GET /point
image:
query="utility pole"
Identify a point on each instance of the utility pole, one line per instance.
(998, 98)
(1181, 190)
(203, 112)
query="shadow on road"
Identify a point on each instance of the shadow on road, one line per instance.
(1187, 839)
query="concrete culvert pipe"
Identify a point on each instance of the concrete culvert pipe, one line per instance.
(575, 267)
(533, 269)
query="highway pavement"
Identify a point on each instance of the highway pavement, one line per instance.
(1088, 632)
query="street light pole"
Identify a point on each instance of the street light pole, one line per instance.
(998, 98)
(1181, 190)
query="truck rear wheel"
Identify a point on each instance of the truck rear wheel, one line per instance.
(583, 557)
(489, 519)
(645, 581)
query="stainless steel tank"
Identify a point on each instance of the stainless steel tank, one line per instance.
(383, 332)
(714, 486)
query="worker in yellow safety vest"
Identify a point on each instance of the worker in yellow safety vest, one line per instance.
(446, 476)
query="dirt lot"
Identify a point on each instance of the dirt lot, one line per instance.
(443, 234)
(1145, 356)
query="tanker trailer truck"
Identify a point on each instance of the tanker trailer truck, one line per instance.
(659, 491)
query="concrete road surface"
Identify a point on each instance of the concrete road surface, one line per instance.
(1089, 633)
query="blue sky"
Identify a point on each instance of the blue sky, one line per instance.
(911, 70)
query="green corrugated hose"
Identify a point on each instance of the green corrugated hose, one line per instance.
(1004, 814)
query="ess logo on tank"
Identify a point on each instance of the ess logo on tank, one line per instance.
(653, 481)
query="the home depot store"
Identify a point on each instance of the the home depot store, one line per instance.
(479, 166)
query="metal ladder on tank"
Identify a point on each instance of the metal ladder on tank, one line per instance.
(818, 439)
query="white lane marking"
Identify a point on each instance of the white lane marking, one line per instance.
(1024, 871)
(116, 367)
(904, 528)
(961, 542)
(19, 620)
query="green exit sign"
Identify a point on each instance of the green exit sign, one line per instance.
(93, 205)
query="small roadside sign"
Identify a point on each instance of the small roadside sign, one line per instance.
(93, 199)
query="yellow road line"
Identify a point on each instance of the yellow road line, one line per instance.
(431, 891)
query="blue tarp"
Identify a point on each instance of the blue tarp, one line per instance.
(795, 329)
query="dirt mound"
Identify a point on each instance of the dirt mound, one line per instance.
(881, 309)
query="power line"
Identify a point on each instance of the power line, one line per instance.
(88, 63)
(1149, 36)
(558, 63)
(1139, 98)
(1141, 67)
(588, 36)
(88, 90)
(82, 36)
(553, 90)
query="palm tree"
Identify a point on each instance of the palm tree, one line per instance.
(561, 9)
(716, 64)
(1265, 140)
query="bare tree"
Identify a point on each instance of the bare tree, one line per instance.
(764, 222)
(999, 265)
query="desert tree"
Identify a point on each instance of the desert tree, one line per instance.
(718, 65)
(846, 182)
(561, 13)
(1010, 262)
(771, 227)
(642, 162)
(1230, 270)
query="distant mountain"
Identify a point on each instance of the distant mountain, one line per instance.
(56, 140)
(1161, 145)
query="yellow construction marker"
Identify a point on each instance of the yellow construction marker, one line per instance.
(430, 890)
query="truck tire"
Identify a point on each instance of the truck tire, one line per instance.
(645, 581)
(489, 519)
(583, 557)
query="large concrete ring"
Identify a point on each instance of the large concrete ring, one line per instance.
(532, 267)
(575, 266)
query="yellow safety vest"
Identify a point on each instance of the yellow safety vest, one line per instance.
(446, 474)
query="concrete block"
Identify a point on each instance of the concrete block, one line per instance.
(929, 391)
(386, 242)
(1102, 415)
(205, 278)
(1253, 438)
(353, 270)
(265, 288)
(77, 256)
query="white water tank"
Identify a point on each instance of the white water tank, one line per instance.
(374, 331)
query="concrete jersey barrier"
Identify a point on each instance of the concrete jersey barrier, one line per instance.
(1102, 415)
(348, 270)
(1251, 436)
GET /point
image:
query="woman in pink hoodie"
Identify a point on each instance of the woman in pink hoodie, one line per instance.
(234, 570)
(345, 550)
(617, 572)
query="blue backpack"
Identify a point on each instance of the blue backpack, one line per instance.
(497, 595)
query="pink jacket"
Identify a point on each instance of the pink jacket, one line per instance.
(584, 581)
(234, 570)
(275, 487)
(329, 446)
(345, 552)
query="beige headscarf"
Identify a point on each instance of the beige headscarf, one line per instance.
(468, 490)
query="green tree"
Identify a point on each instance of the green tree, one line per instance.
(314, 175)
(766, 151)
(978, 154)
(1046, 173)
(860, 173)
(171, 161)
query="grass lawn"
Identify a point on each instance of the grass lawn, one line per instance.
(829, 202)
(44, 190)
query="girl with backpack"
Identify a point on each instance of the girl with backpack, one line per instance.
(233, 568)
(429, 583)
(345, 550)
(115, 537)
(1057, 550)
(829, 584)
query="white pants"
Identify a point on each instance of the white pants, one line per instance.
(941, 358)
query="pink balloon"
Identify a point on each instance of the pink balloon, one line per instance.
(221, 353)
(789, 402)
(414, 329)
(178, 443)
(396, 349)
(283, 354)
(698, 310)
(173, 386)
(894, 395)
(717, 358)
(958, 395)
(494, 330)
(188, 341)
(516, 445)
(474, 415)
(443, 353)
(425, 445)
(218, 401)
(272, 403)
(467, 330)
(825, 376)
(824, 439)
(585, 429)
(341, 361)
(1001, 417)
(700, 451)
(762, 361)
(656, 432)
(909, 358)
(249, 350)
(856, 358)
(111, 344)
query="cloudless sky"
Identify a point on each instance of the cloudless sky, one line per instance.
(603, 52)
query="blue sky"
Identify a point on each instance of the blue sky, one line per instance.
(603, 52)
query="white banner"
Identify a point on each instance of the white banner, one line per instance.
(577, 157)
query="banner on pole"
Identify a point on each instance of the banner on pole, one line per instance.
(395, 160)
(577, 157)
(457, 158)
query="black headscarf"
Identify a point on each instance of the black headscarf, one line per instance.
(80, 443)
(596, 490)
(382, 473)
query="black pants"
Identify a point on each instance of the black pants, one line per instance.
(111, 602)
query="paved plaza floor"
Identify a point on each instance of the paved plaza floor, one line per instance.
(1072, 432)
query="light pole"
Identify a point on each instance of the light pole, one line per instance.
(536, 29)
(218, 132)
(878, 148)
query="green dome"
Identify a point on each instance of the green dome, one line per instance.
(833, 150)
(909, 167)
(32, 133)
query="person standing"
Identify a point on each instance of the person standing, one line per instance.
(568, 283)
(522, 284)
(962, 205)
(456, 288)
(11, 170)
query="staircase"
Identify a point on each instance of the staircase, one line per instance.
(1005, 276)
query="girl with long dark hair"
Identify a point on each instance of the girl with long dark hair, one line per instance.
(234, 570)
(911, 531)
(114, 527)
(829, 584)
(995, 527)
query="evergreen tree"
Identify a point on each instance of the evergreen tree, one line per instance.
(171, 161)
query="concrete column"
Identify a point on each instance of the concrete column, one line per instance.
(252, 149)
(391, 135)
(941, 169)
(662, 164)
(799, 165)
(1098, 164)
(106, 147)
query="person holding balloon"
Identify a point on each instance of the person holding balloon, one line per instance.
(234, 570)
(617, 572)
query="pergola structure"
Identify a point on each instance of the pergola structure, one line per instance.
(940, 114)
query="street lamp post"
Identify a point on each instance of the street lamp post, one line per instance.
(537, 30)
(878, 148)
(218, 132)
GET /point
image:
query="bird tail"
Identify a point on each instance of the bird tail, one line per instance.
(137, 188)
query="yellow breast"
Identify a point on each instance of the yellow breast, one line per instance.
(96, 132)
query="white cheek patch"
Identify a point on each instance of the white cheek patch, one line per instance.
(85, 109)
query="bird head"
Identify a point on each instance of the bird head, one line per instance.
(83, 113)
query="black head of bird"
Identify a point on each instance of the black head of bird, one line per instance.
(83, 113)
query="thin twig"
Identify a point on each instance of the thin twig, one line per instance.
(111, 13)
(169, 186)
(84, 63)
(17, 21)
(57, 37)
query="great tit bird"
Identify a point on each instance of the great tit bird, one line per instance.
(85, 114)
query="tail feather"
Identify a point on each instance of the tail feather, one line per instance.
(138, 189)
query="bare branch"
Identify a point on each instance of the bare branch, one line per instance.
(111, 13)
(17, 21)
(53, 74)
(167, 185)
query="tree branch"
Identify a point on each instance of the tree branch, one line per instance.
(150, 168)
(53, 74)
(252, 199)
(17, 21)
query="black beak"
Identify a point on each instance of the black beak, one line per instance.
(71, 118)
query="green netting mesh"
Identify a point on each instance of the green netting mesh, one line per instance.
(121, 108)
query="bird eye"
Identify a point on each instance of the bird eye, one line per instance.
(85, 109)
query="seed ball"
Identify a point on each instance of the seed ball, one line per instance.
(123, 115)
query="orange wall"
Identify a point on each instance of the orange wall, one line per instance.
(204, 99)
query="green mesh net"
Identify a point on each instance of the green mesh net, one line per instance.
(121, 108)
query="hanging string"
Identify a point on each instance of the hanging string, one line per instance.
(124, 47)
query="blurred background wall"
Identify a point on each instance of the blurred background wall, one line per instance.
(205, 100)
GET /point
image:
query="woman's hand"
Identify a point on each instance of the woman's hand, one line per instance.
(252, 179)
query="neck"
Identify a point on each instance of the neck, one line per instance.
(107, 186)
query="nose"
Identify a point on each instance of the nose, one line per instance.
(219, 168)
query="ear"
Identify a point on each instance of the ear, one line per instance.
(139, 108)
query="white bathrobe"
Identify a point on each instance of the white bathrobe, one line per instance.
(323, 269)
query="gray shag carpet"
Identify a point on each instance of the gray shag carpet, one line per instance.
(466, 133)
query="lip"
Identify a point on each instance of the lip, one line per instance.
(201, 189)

--- What is required ---
Locate every line in the data above that contains the word "distant", and copy each of those lines.

--- Task response ---
query="distant mountain"
Identify a point on each instance of the distant mountain, one line per instance.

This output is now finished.